→ **PROVIDED RECORDS**
— Begin —
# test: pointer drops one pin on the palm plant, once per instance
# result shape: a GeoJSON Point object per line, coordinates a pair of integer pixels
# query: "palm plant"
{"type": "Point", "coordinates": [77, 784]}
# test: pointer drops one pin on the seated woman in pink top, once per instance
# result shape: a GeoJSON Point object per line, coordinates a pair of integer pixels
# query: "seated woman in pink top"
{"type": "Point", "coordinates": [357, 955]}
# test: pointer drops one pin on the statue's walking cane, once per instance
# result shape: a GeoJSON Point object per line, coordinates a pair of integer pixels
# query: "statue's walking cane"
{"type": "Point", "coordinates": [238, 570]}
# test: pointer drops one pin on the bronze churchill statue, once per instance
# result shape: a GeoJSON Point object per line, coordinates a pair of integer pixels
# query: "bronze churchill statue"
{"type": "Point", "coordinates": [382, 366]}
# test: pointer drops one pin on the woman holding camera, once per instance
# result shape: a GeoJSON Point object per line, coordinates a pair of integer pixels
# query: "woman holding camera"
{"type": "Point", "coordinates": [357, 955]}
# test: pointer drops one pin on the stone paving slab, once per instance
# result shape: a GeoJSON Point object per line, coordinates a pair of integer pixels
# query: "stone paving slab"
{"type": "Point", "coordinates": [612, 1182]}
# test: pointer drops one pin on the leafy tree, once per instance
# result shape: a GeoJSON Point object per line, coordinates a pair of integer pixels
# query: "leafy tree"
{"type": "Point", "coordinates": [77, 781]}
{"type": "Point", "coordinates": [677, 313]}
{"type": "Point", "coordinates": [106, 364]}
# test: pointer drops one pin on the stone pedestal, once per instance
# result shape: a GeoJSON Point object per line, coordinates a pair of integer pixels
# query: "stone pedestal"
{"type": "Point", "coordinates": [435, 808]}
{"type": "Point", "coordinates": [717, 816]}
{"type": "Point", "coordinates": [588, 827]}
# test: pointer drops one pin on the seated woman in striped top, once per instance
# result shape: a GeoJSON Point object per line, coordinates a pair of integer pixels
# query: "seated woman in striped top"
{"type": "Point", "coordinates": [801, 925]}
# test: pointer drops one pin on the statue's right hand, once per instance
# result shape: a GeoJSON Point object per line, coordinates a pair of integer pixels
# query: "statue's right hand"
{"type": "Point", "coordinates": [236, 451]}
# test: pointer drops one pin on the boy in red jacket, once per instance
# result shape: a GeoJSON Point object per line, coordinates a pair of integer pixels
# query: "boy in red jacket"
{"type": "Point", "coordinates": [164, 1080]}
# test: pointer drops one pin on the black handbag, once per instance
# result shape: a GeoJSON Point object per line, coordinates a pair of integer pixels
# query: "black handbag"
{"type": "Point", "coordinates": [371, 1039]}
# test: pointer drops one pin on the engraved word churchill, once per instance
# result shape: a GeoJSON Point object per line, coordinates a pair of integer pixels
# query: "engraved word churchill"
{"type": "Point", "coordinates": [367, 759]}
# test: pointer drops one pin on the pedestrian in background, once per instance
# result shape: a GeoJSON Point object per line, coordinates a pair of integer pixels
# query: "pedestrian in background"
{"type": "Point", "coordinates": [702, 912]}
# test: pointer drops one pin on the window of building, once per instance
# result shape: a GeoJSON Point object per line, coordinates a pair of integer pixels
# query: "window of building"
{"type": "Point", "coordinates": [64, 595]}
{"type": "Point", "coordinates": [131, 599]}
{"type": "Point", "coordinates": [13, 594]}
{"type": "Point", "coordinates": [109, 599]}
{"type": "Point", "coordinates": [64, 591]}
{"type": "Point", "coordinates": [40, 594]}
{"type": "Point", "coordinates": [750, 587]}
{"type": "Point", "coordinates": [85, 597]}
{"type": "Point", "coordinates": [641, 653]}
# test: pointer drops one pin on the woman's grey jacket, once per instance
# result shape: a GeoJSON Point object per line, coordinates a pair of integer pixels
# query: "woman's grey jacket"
— End —
→ **WHAT TO DO**
Scale the records from the line containing "# test: pointer drops one pin on the pedestrian" through the end of the records, both ends included, by reproducing every line with each point coordinate in the answers multiplied by 2 and rounded to a whole number, halves rounding up. Leave the request lines and their format descriptions unchanged, and output only these lines.

→ **RESPONSE**
# test: pointer drops one pin on the pedestrian in background, once per instance
# result shape: a GeoJSON Point object per line, coordinates a pair of integer pixels
# query: "pedestrian in background"
{"type": "Point", "coordinates": [1404, 1824]}
# test: pointer drops one pin on the window of building, once per instance
# result shape: a GeoJSON Point object per line, coordinates a pair of integer pixels
# query: "window of building"
{"type": "Point", "coordinates": [128, 1190]}
{"type": "Point", "coordinates": [262, 1198]}
{"type": "Point", "coordinates": [26, 1188]}
{"type": "Point", "coordinates": [218, 1198]}
{"type": "Point", "coordinates": [128, 1182]}
{"type": "Point", "coordinates": [80, 1188]}
{"type": "Point", "coordinates": [1500, 1174]}
{"type": "Point", "coordinates": [170, 1194]}
{"type": "Point", "coordinates": [1282, 1306]}
# test: pointer drops one pin on the woman's grey jacket, once per instance
# result shape: a GeoJSON Point object per line, coordinates a pair of integer pixels
# query: "woman's grey jacket"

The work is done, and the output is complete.